**EXERCISE PROMPT:** Reproduce every line from the one containing "(format x=123, y=391)" up to and including the final line. Increase each coordinate in the answers by 130 and leave all other text unchanged.

Start LISTED ENTRIES

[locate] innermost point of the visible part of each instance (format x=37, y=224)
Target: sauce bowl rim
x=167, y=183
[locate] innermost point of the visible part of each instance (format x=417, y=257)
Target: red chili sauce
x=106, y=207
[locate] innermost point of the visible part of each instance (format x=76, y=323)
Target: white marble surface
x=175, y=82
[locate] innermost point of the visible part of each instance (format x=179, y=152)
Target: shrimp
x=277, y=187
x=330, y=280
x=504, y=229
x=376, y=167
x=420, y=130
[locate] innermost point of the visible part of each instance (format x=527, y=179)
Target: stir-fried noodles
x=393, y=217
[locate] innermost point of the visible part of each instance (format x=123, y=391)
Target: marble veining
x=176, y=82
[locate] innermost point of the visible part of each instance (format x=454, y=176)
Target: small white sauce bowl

End LISTED ENTRIES

**THE RESPONSE:**
[locate] innermost point of the visible part of each instance (format x=123, y=391)
Target: marble veining
x=306, y=212
[locate] innermost point of the visible part of each instance (format x=454, y=176)
Target: small white sauce bowl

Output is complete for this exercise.